TASK DIRECTIONS - After reading the data below, copy out every line that contains the word "split".

---

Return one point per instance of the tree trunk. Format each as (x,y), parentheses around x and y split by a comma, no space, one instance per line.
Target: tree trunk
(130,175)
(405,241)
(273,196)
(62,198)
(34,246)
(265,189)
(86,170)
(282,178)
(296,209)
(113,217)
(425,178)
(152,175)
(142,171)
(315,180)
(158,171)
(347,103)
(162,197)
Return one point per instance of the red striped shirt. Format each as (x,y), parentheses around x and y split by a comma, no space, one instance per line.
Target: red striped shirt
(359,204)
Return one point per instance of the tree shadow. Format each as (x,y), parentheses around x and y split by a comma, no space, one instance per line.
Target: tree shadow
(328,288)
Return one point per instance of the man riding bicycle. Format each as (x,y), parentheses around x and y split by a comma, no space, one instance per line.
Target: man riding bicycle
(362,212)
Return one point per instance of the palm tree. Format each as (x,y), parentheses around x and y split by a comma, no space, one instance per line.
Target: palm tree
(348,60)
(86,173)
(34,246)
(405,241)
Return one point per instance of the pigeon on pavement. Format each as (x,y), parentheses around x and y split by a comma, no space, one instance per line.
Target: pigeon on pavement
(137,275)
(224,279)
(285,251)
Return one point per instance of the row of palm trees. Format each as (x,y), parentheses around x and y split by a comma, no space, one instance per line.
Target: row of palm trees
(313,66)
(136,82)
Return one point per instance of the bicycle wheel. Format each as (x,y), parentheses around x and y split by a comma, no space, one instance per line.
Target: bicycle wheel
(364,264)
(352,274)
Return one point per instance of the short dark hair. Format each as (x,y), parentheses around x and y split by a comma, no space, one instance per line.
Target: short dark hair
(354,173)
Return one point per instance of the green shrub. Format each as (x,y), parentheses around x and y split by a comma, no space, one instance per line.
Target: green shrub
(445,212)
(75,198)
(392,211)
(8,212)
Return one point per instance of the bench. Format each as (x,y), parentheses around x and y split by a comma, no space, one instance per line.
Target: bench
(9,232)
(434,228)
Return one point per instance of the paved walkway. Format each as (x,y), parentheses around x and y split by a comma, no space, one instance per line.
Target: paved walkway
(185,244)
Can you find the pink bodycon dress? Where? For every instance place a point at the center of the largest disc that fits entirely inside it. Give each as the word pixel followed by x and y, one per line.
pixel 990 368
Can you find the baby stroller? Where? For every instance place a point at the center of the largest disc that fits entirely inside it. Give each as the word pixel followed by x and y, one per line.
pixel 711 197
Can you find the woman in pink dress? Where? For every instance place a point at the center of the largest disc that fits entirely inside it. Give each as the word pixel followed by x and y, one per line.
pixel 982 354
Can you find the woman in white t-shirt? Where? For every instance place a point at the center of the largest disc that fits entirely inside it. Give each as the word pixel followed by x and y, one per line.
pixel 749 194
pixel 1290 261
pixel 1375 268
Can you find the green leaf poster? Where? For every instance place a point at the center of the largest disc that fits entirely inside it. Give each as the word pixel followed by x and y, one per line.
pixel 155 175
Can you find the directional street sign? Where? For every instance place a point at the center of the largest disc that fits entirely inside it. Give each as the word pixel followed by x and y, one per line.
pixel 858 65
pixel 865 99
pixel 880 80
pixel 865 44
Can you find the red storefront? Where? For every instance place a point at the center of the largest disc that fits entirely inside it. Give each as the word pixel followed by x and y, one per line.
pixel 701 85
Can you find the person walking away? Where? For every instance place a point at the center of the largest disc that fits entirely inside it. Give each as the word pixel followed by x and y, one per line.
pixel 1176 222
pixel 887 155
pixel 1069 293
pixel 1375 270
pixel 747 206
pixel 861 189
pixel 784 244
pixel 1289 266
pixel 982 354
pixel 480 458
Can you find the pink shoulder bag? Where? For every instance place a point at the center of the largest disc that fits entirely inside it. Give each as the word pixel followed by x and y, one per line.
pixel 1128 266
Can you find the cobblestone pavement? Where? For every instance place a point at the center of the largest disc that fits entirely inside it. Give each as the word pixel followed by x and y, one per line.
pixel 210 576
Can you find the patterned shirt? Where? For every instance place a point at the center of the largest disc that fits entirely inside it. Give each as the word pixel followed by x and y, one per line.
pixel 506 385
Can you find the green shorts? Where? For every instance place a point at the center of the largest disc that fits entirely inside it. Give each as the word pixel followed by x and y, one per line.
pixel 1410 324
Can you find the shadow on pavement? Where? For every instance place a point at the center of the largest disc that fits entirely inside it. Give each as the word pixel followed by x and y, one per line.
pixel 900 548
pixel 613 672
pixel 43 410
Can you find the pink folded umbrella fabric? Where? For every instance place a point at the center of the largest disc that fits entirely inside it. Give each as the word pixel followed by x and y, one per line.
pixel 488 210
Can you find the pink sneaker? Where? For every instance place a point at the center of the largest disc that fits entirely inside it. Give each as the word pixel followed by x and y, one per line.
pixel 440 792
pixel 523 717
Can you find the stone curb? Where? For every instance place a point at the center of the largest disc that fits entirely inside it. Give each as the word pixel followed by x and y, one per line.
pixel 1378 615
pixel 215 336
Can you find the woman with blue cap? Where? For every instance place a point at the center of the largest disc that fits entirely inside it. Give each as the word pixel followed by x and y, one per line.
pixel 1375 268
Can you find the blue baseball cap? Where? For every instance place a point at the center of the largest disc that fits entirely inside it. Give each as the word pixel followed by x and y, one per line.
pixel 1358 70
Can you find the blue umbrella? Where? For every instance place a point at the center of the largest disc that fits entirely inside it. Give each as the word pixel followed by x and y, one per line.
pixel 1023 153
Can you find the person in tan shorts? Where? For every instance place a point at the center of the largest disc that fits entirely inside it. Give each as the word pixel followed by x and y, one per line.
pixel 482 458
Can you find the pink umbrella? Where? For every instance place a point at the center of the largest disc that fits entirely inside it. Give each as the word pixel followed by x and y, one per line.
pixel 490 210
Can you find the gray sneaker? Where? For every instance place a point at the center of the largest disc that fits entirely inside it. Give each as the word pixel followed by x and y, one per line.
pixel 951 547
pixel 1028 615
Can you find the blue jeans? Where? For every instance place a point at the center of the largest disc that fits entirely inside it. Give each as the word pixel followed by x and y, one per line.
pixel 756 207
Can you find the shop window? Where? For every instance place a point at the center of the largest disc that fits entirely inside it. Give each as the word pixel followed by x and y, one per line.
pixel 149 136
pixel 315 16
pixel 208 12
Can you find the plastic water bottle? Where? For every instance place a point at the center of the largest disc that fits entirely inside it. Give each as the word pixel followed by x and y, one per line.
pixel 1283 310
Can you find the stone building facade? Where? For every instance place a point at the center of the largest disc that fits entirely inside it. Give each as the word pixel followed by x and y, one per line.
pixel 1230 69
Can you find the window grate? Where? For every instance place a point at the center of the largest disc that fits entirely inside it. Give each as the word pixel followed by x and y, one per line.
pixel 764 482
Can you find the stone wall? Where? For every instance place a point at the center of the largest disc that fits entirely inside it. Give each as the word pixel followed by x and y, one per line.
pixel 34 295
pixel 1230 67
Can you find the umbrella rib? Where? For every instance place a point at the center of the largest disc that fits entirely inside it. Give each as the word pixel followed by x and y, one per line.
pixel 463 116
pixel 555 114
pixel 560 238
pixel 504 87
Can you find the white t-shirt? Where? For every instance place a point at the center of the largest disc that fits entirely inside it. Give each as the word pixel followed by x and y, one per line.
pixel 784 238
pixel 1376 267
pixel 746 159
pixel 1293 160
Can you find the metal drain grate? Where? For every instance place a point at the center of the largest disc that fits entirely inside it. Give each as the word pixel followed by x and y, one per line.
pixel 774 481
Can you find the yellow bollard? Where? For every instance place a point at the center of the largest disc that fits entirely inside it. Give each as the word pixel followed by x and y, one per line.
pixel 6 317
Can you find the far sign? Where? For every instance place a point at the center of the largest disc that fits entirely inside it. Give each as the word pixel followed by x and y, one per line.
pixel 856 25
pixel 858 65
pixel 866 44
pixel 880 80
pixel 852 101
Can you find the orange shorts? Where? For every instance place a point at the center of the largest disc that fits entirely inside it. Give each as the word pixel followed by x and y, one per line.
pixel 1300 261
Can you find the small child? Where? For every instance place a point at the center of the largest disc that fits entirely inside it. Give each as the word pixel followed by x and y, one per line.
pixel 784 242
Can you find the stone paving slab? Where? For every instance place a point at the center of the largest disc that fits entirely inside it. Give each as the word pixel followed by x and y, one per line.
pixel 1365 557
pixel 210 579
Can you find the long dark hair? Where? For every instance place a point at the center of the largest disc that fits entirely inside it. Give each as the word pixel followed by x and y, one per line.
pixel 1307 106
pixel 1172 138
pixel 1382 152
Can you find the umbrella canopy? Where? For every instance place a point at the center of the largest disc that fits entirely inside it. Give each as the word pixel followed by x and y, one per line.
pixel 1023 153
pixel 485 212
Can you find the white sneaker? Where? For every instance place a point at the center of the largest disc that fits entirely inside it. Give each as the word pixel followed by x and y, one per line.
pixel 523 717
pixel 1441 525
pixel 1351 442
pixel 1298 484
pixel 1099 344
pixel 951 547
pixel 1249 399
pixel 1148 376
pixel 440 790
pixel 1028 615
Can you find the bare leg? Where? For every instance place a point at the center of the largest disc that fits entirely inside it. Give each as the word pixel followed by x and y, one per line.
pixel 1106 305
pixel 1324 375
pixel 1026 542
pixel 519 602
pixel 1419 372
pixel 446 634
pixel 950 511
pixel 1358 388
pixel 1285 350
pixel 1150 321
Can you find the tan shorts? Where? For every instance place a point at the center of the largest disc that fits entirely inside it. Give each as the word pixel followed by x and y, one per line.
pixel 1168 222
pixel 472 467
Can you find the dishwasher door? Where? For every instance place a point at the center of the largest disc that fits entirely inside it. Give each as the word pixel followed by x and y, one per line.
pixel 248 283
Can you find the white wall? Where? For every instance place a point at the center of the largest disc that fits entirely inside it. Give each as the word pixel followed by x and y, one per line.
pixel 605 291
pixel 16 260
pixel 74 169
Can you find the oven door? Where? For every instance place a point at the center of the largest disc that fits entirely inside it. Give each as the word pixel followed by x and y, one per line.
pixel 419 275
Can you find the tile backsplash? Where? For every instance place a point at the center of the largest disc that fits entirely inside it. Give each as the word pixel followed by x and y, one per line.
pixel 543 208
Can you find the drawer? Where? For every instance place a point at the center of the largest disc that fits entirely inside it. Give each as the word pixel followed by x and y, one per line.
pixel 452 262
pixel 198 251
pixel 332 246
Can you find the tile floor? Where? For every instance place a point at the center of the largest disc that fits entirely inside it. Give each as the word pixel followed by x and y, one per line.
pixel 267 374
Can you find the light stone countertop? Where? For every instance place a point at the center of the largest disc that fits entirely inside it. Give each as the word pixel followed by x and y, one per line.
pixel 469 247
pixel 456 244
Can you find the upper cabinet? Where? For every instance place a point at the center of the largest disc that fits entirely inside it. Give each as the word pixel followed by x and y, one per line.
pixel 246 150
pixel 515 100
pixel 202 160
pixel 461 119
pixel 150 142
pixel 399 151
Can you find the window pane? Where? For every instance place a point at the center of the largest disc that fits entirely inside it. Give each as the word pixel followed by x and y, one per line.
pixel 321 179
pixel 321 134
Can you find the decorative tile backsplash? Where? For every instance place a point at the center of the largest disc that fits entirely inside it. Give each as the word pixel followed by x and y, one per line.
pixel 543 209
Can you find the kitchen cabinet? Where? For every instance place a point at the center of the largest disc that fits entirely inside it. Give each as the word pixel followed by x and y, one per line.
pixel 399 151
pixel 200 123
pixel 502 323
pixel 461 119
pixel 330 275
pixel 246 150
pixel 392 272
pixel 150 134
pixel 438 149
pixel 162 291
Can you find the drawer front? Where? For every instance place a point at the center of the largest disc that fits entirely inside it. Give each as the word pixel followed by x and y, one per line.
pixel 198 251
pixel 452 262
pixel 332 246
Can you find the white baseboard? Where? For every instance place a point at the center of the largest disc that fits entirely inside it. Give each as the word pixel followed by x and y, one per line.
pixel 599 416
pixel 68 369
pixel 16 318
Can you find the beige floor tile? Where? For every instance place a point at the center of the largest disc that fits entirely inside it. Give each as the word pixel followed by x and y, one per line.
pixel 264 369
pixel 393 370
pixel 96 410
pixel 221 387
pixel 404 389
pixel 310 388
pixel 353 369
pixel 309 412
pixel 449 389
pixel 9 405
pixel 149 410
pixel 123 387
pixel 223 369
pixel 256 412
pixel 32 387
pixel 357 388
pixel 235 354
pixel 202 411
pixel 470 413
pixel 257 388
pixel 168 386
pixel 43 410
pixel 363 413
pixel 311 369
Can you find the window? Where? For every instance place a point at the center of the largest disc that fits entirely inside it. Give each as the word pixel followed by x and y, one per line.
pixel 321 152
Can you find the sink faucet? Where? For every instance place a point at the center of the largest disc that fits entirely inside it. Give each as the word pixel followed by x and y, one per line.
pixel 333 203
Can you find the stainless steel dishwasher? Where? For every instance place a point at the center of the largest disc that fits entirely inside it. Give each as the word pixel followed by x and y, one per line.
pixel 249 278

---

TASK RESPONSE -
Return one point per instance of the tree trunk. Format each as (x,y), parentheses around x and y split by a comma, no space, one instance per line.
Return one point per instance of the red striped shirt. Format each as (x,y), parentheses around x and y split by a comma, no space, one instance per line.
Return one point per instance of the tree shadow. Format each as (x,y), parentheses around x and y split by a comma, no space, one instance per line.
Return one point per instance of the man riding bicycle. Format each as (x,y), parentheses around x and y split by a comma, no space, one instance per line.
Return one point per instance of the palm tree. Format each as (x,y), parentheses around x and y split by a comma, no space, one instance per line.
Return one point per instance of the pigeon on pavement. Format each as (x,y), parentheses around x and y split by a comma, no space, one instance per line.
Return one point per instance of the row of palm trees. Format each as (x,y), parentheses around x and y split by a comma, no space, one instance per line.
Return one point per instance of the bicycle wheel. Format each as (x,y), parentheses around x and y split by a comma, no space, one instance per line.
Return one point per instance of the short dark hair. Format each as (x,y), parentheses around x and y split by a comma, no space, one instance per line.
Return one point per instance of the green shrub. Format each as (x,y), parentheses around x and y split by a comma, no space, one instance per line.
Return one point per instance of the bench. Format each as (x,y), parentheses around x and y split by a comma, no space, one instance per line.
Return one point per instance of the paved walkway. Format each as (x,y), parentheses around x and y split by a comma, no space, one instance per line.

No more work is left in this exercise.